WORK TO DO
Give the text on international humanitarian law again from "1990 marked a" to "present international debate.", switching "torture" to "mistreatment".

TEXT PROVIDED
<<<<

|Law in Humanitarian Crises, Volume I : How Can International Humanitarian Law be made Effective in Armed Conflicts? (ECHO)|
During the past 50 years the International Community has rarely had to deal with so many armed conflicts at the same time. States, international organizations and non-governmental organizations are engaged in alleviating the suffering of victims of those conflicts - most of which are civil wars. Although humanitarian assistance is provided on a large scale by different humanitarian organizations and individuals, today's wars still have an enormous and growing effect on those who are not fighting, which has become obvious to the global public by intensive media coverage. There are two reasons for this tendency. Despite the development of new conventional weaponry, which is easily available and accessible in contemporary conflicts, it is the deliberate attack on civilians which is the main cause for the great number of victims in civil wars. Secondly, due to the political changes in the state community after the end of the Cold War, new types of conflicts have emerged in which the innocent civilian is a frequent target of those who fight.
It is one of the main objectives of international humanitarian law to protect the victims of armed conflicts. The four Geneva Conventions of 1949 and the two Additional Protocols of 1977 are international treaties stipulating the basic rules as well as detailed regulations on the protection of the wounded and sick, prisoners of war and civilians. These rules have been carefully developed by the state community after the Second World War, taking into account experiences from all major conflicts. The rules set forth by these treaties provide protection against wilful killing, torture and other inhuman practices. The International Court of Justice has pointed out in its famous decision in the Nicaragua case, the basic protective rules as embodied in common Article 3 of the Geneva Conventions are valid in war and peace. Comparing the present practice in armed conflicts with the legal framework of combatant conduct in respect of innocent civilians it is quite clear that the implementation of the pre-existing norms of international humanitarian law is the key precondition for the protection of victims today.
1990 marked a turning point, as Parties to armed conflicts have since been called upon by the International Community to implement the basic rules of international humanitarian law. However, in many instances there was a lack of political will of those fighting in contemporary conflicts, as proven by the reports on murder and torture of victims. Thus the system of implementation of international humanitarian law still needs to be improved in order to foster the political will of parties to an armed conflict towards strict observance of its rules. What is the practice of implementation, what are the main obstacles to improvement, in which areas is it most important and what are the new mechanisms supporting implementation? These are the keytopics of the present international debate.

>>>>

GIVEN INFORMATION
<<<<

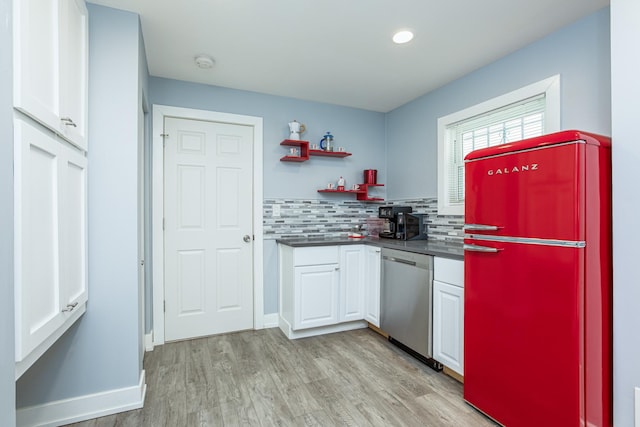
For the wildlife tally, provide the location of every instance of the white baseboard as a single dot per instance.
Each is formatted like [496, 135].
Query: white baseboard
[83, 408]
[148, 342]
[270, 320]
[637, 410]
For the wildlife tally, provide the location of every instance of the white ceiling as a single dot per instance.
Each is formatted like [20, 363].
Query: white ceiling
[340, 51]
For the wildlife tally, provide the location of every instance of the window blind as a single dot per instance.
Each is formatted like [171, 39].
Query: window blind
[520, 120]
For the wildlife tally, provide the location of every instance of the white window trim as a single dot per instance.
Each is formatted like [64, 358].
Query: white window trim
[550, 87]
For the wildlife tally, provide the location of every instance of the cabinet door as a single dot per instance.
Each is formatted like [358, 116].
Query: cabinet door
[51, 65]
[50, 236]
[36, 59]
[372, 285]
[448, 322]
[73, 228]
[73, 71]
[351, 283]
[316, 296]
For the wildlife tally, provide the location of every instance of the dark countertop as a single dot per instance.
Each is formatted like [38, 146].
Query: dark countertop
[438, 248]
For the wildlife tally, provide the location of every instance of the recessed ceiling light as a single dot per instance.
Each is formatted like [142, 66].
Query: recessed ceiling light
[204, 61]
[402, 37]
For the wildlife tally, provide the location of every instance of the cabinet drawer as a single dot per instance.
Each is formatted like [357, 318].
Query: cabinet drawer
[449, 271]
[316, 255]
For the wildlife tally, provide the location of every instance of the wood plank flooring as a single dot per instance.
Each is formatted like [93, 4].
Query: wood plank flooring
[260, 378]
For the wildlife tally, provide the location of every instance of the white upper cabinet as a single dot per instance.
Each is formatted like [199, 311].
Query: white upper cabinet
[51, 65]
[50, 240]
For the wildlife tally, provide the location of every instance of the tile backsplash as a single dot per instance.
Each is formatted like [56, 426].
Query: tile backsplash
[328, 218]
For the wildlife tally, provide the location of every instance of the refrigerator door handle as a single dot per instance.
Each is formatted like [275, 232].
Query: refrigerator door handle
[478, 248]
[480, 227]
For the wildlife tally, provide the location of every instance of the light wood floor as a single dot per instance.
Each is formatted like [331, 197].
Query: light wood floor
[260, 378]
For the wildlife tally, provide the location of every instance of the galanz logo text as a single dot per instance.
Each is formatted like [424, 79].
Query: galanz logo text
[514, 169]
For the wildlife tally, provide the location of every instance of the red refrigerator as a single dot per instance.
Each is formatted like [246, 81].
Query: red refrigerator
[538, 297]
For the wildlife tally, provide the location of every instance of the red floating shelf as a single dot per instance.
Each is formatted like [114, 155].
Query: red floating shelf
[362, 193]
[323, 153]
[304, 150]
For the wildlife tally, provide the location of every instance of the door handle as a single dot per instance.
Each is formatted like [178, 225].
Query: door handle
[478, 248]
[480, 227]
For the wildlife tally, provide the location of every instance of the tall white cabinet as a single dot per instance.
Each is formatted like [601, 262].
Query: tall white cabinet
[50, 163]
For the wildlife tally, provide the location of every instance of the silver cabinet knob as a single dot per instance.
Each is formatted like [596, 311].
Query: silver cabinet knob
[70, 307]
[67, 121]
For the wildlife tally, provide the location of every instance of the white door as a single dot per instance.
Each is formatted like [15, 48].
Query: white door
[208, 228]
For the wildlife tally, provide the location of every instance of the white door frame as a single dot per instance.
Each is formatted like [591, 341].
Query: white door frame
[159, 113]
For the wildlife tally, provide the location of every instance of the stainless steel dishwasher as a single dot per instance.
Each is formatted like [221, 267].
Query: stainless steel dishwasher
[406, 302]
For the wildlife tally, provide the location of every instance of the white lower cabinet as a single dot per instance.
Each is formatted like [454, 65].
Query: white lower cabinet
[372, 285]
[352, 263]
[448, 313]
[50, 240]
[323, 289]
[316, 296]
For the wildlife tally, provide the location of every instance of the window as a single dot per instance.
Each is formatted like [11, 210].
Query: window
[527, 112]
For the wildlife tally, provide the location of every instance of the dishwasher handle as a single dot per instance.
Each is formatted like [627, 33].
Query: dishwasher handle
[400, 260]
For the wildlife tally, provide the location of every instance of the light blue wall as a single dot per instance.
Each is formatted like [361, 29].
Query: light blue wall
[101, 352]
[361, 132]
[7, 356]
[625, 69]
[578, 52]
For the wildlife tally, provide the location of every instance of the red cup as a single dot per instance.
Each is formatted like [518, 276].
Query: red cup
[370, 176]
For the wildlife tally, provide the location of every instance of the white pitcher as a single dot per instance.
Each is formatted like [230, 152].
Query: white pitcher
[296, 129]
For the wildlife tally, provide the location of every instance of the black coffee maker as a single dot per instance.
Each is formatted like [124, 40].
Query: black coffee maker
[390, 216]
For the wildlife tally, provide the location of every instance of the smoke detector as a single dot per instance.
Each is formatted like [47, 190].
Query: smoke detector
[204, 61]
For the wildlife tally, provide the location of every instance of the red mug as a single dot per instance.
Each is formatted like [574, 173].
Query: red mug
[370, 176]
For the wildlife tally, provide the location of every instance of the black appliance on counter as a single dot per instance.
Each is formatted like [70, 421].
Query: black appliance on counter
[411, 226]
[401, 224]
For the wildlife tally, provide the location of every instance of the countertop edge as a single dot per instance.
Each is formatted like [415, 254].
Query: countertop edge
[426, 247]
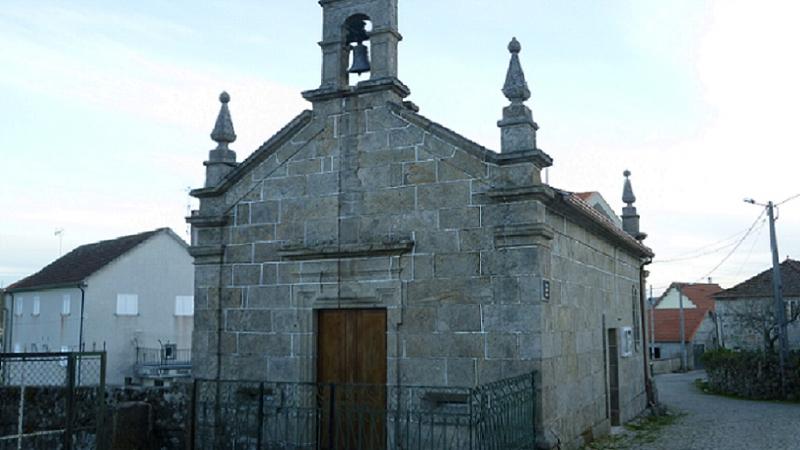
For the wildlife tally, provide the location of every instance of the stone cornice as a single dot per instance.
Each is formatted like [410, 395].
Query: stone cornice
[206, 251]
[522, 235]
[291, 252]
[198, 221]
[535, 156]
[541, 192]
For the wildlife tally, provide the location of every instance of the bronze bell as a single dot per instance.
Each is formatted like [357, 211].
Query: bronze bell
[360, 59]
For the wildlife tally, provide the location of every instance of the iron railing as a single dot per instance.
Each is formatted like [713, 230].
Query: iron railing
[51, 400]
[241, 415]
[164, 362]
[163, 356]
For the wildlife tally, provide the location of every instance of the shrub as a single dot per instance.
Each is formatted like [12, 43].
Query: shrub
[752, 374]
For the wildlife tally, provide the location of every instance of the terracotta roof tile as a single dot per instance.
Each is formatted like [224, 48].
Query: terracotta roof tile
[668, 323]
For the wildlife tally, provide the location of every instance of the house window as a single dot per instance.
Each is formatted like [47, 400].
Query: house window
[65, 304]
[184, 305]
[127, 305]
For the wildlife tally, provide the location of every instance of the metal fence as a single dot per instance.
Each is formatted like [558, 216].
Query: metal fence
[51, 401]
[240, 415]
[165, 362]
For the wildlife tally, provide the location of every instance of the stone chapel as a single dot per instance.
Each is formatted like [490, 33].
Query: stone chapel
[366, 243]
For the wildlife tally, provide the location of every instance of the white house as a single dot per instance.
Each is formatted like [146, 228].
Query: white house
[130, 296]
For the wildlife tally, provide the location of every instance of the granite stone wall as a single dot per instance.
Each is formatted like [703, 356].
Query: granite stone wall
[363, 203]
[594, 288]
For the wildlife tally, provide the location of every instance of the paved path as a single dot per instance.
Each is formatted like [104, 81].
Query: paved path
[714, 422]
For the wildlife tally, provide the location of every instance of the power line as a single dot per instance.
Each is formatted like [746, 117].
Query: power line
[750, 230]
[693, 254]
[752, 247]
[788, 199]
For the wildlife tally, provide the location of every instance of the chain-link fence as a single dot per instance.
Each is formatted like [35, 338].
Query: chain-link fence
[51, 401]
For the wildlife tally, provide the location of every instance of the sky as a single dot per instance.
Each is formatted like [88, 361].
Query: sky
[107, 108]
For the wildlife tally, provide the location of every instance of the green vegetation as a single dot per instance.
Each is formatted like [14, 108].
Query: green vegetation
[751, 375]
[643, 430]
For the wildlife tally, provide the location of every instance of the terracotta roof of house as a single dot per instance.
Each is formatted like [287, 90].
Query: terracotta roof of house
[667, 321]
[761, 284]
[701, 294]
[77, 265]
[668, 324]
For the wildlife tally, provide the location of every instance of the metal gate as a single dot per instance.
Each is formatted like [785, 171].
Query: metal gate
[51, 401]
[242, 415]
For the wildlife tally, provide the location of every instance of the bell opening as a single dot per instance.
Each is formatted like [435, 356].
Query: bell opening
[357, 30]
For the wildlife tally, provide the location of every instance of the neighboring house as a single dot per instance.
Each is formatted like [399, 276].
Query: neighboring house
[130, 296]
[364, 243]
[700, 324]
[747, 310]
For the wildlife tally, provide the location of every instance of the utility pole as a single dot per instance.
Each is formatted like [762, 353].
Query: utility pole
[652, 326]
[777, 292]
[684, 362]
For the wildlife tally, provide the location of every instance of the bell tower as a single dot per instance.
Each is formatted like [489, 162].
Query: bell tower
[364, 32]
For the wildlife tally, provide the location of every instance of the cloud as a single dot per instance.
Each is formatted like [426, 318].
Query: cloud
[113, 73]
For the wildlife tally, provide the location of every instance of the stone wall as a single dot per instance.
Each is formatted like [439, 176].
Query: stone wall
[364, 204]
[661, 366]
[367, 209]
[594, 288]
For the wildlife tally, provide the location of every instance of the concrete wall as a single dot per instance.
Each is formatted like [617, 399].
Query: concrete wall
[50, 330]
[157, 271]
[736, 314]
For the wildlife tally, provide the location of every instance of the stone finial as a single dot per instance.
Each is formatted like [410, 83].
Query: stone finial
[630, 217]
[627, 191]
[223, 133]
[515, 87]
[221, 160]
[517, 128]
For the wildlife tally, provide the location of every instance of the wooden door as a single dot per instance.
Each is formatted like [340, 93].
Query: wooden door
[613, 375]
[351, 370]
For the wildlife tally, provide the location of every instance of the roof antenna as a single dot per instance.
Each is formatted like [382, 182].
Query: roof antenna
[60, 233]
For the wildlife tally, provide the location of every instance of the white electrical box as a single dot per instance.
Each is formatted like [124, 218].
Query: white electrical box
[626, 341]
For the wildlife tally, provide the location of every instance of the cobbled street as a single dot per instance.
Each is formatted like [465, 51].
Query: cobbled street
[714, 422]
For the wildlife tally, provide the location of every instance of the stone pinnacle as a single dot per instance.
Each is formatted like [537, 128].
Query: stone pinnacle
[223, 133]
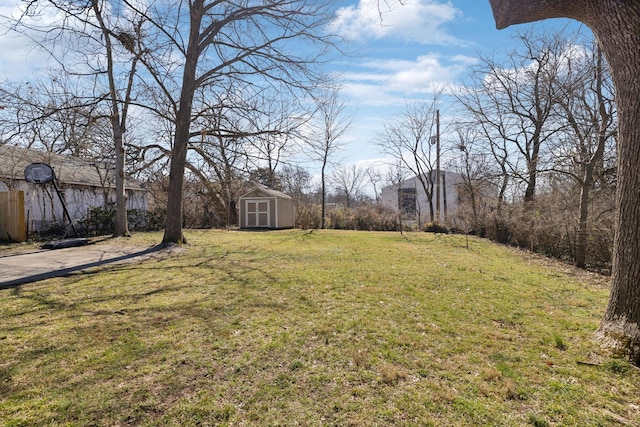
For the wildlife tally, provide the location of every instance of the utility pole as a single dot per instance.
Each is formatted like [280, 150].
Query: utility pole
[438, 166]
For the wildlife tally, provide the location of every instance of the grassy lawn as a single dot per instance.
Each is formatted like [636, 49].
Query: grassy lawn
[314, 329]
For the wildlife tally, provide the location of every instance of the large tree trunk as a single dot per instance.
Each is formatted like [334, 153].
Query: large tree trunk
[173, 225]
[616, 24]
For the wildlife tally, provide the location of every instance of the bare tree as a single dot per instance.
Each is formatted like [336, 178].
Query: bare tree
[585, 103]
[334, 121]
[409, 140]
[202, 47]
[97, 39]
[616, 24]
[348, 182]
[513, 103]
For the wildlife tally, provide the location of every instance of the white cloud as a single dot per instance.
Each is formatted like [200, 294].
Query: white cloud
[384, 82]
[416, 21]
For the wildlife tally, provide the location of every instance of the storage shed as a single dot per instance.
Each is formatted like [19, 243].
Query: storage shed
[263, 207]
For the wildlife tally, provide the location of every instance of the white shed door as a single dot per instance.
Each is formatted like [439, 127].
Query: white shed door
[258, 214]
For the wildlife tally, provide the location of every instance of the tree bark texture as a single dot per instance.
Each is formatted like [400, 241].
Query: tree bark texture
[173, 227]
[616, 24]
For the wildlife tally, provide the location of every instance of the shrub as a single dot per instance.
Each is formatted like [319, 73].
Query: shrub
[432, 227]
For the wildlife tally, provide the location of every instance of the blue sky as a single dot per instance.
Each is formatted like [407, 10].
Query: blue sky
[423, 45]
[399, 57]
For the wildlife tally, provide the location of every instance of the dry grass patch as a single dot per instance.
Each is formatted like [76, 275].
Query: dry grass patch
[313, 328]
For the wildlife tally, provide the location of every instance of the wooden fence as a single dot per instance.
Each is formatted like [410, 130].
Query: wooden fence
[13, 226]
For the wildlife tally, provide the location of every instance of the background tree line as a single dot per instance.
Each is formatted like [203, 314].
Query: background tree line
[533, 136]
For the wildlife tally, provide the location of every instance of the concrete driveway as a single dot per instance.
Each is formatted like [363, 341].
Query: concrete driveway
[26, 267]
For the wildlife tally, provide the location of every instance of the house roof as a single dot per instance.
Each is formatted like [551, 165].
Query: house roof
[68, 169]
[263, 191]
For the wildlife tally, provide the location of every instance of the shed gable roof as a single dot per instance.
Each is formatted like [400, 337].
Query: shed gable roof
[263, 191]
[68, 169]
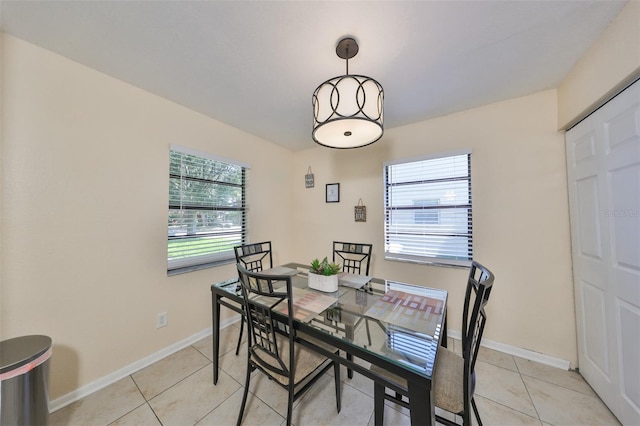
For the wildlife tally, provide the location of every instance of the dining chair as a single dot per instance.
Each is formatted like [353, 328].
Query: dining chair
[254, 257]
[277, 352]
[355, 257]
[454, 375]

>>>>

RESPONSE
1990 marked a turning point, as Parties to armed conflicts have since been called upon by the International Community to implement the basic rules of international humanitarian law. However, in many instances there was a lack of political will of those fighting in contemporary conflicts, as proven by the reports on murder and mistreatment of victims. Thus the system of implementation of international humanitarian law still needs to be improved in order to foster the political will of parties to an armed conflict towards strict observance of its rules. What is the practice of implementation, what are the main obstacles to improvement, in which areas is it most important and what are the new mechanisms supporting implementation? These are the keytopics of the present international debate.